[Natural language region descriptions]
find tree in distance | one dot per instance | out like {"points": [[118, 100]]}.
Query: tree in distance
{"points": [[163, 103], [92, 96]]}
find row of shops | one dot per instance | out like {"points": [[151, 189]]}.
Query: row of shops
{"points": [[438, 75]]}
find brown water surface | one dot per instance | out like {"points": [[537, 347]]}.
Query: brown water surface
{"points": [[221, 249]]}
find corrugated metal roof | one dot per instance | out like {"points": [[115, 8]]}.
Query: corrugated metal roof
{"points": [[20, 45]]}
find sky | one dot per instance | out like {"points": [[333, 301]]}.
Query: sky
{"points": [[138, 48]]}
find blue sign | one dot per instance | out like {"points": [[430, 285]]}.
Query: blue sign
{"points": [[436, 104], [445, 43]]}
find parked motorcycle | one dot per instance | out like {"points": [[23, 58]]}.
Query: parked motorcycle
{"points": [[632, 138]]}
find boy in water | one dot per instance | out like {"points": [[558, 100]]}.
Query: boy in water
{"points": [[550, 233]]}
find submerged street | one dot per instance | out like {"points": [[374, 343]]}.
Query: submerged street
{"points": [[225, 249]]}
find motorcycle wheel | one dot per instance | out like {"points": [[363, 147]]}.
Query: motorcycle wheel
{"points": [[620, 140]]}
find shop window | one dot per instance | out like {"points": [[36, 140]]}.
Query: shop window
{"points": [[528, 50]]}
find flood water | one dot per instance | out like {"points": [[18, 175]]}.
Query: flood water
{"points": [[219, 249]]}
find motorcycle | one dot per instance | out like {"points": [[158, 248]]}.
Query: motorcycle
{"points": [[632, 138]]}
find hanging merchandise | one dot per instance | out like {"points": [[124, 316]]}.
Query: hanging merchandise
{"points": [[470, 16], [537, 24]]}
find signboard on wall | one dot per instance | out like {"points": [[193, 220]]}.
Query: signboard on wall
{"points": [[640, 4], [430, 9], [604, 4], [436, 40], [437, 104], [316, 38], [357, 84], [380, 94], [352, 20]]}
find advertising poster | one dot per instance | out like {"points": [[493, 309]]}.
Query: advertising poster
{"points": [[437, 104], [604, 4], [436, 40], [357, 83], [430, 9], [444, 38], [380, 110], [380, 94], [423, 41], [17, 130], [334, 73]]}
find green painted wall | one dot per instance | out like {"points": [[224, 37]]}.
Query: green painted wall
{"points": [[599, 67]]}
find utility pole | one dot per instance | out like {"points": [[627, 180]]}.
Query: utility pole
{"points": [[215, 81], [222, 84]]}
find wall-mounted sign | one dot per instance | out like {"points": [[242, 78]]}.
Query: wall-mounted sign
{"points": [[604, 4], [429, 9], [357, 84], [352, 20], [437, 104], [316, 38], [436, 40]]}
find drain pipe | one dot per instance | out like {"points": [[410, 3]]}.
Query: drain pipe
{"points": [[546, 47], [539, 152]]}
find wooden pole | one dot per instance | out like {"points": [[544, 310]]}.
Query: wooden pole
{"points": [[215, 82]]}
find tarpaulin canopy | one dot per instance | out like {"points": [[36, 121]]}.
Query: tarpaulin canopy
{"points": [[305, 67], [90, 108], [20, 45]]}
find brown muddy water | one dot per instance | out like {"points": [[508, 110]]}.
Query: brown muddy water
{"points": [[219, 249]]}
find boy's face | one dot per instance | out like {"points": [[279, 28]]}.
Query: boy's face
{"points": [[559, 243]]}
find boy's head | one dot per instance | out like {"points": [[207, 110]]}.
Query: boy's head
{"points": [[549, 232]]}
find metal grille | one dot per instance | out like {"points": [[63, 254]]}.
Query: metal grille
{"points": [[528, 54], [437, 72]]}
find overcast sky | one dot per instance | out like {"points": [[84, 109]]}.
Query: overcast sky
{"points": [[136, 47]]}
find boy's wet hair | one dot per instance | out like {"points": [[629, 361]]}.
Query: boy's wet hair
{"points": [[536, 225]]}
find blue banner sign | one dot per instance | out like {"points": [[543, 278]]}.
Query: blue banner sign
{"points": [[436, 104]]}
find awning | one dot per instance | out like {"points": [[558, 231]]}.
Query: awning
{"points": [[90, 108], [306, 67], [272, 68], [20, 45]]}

◆ **WHAT TO PRODUCE**
Exact copies of all the entries above are to be printed.

◆ **WRITTEN SOLUTION**
find tree in distance | one dot per instance | out like {"points": [[118, 100]]}.
Query: tree in distance
{"points": [[163, 103], [92, 96]]}
find row of shops | one dot per instance | out like {"points": [[151, 189]]}.
Query: row of shops
{"points": [[438, 75]]}
find brown water surface | one dot per instance | out like {"points": [[537, 347]]}.
Query: brown water surface
{"points": [[221, 249]]}
find corrugated metal roof | one dot per instance | out like {"points": [[115, 8]]}.
Query: corrugated metal roof
{"points": [[20, 45]]}
find sky | one dot per instance | out like {"points": [[333, 301]]}.
Query: sky
{"points": [[138, 48]]}
find blue sign | one dot per instance | out like {"points": [[430, 285]]}.
Query: blue sign
{"points": [[436, 104], [445, 43]]}
find parked motorcycle | one dot per instance | out like {"points": [[23, 58]]}.
Query: parked motorcycle
{"points": [[632, 138]]}
find boy in water | one dot per instance | out like {"points": [[558, 100]]}.
Query: boy in water
{"points": [[550, 233]]}
find submerged street | one dot per instance | out like {"points": [[374, 343]]}.
Query: submerged street
{"points": [[225, 249]]}
find motorcycle wheel | one dot per instance | out like {"points": [[363, 147]]}.
Query: motorcycle wheel
{"points": [[620, 140]]}
find shop window | one dot per instance | out like {"points": [[36, 140]]}.
Query: shop window
{"points": [[528, 50]]}
find flood water | one dot per instance | out like {"points": [[18, 175]]}.
Query: flood water
{"points": [[219, 249]]}
find motorcycle | one dot per instance | out like {"points": [[158, 248]]}.
Query: motorcycle
{"points": [[632, 138]]}
find hanging merchandise | one dot per instance | out like {"points": [[124, 316]]}.
Query: hanging merchandise
{"points": [[470, 16], [537, 24]]}
find signboard on wall | one dot per instance | out like {"points": [[193, 220]]}.
Query: signboard on wall
{"points": [[640, 4], [430, 9], [604, 4], [436, 40], [437, 104], [316, 38], [357, 84], [380, 94], [352, 20]]}
find advertising poster | one dot per instance | out like {"points": [[493, 309]]}.
Query: advertising poster
{"points": [[437, 104], [604, 4], [436, 40], [357, 83], [430, 9], [444, 38], [380, 110], [380, 94], [423, 41], [17, 130], [334, 73]]}
find green painted wall | one dot per instance | out like {"points": [[224, 37]]}.
Query: green painted wall
{"points": [[599, 67]]}
find utility pole | one dot per instance | out like {"points": [[627, 180]]}.
Query: utility pole
{"points": [[215, 81], [222, 84]]}
find wall-mounted sign | one dot per instance | out like {"points": [[242, 78]]}.
Query: wall-mounted sign
{"points": [[604, 4], [429, 9], [357, 84], [352, 20], [437, 104], [316, 38], [436, 40]]}
find drain pipe | one dot per instance | out like {"points": [[410, 3]]}.
Query: drain pipe
{"points": [[546, 47], [539, 152]]}
find wooden pole | one dot per instance | out like {"points": [[544, 310]]}.
Query: wooden pole
{"points": [[215, 82]]}
find tarpaulin canopy | one dot per instance | out like {"points": [[36, 121]]}.
Query: tarpaulin canopy
{"points": [[305, 67], [90, 108], [20, 45]]}
find brown muddy water | one dot per instance | out like {"points": [[508, 110]]}.
Query: brown muddy water
{"points": [[219, 249]]}
find boy's face | one dot per instance | out like {"points": [[279, 28]]}.
Query: boy's face
{"points": [[559, 243]]}
find boy's head | one dot per instance | out like {"points": [[207, 110]]}.
Query: boy's head
{"points": [[549, 232]]}
find metal grille | one dot per instance | out like {"points": [[63, 254]]}.
Query: metal grille
{"points": [[528, 54], [437, 72]]}
find overcast sky | one dot per instance | out like {"points": [[84, 109]]}.
Query: overcast sky
{"points": [[136, 47]]}
find boy's wet hair | one dot per instance | out like {"points": [[629, 361]]}.
Query: boy's wet hair
{"points": [[536, 225]]}
find blue banner sign | one dot per instance | out like {"points": [[543, 278]]}.
Query: blue banner sign
{"points": [[436, 104]]}
find awning | one dot per instance | out like {"points": [[558, 231]]}.
Query: awning
{"points": [[90, 108], [306, 67], [272, 68], [20, 45]]}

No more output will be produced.